===== Document extract
I’ve been living in Korea again nearly 2 months now and the only real observation I can make is that I Am Present. I am with the familiar, the unfamiliar, the challenging discomforts, the joyous comforts, the new routines and the constant changes with a seamless ease that makes me feel suspended between this world and another. It’s like I am watching a beautiful life of synchronicities and serendipitous meetings unfold, watching the moments pass by with simultaneous bliss and suffering, and screaming with gratitude all the while.

December  in Seoul was a month of loneliness, confusion, heartache, uber-caffeine and a wacky diet, and also a very stable yoga practice with a tapas (discipline) of heavy pranayama and meditation. I had a winter’s hibernation and barely left my house for 6 weeks, taking a lot of silence, reflecting on my cravings for people and things, and accepting my less-than-exuberant emotional and physical state. There was a solid week where I was so angry at myself for coming here and completely convinced that I had made the wrong choice. It was hard. And as I emerge, I feel that the cocoon has preserved and evolved me with stronger and more beautiful wings with which to fly into new and unknown territory.

Connection

Since I started living and teaching in Korea again in early January, I’ve found a lot of companionship and positive energy in my colleagues. I am adjusting my daily practice to move into what supports me while teaching full-time to high-energy kindergartners, abstained for 3 weeks from coffee and sugar, and seriously reset my diet. I enter a new month feeling energized, excited for the year ahead, and without fear or doubt that I am right where I need to be, learning lessons I have been perfectly ripened for.
==========
→ Parts of the exercise
1) Answer these questions about the passage about living in Korea:
(a) How long has the writer been living in Korea again?
(b) For how many weeks did the writer barely leave the house?
(c) What did the writer abstain from for 3 weeks?
2) Copy everything in the passage about living in Korea from "I’ve been living" down to "all the while.", swapping "gratitude" for "wonder".
===== Records
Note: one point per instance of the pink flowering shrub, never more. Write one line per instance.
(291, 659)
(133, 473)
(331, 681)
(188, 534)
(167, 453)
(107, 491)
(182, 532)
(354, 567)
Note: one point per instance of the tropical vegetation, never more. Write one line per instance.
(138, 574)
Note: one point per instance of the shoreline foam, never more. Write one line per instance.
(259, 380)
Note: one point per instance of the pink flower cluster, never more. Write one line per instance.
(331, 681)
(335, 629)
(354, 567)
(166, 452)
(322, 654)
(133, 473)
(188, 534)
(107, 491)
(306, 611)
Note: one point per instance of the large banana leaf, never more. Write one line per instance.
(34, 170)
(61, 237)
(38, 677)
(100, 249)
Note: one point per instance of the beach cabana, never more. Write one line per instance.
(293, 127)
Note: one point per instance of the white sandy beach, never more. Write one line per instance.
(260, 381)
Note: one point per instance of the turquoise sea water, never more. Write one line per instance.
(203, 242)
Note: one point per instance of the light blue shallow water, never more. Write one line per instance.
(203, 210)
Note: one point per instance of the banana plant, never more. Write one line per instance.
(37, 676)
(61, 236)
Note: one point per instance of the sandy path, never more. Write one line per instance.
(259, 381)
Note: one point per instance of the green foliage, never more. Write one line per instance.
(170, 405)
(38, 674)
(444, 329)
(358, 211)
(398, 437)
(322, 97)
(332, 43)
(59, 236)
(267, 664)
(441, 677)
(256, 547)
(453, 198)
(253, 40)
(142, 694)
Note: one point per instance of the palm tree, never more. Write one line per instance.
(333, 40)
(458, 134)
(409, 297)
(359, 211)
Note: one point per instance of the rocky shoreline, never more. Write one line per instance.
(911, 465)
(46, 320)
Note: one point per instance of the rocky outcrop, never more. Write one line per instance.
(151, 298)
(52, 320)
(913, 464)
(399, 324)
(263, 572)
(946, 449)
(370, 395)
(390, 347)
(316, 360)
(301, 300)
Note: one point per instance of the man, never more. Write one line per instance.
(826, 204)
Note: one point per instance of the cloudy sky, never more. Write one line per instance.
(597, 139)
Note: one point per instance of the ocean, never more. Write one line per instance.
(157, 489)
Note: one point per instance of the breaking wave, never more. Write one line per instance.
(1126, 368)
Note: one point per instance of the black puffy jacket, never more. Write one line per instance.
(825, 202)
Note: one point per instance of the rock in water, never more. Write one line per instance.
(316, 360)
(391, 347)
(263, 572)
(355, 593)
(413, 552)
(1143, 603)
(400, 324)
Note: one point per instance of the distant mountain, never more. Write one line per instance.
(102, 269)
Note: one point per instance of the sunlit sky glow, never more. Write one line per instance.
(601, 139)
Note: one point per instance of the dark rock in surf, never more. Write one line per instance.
==========
→ Solutions by task
1)
(a) Nearly 2 months.
(b) 6 weeks.
(c) Coffee and sugar.

2)
I’ve been living in Korea again nearly 2 months now and the only real observation I can make is that I Am Present. I am with the familiar, the unfamiliar, the challenging discomforts, the joyous comforts, the new routines and the constant changes with a seamless ease that makes me feel suspended between this world and another. It’s like I am watching a beautiful life of synchronicities and serendipitous meetings unfold, watching the moments pass by with simultaneous bliss and suffering, and screaming with wonder all the while.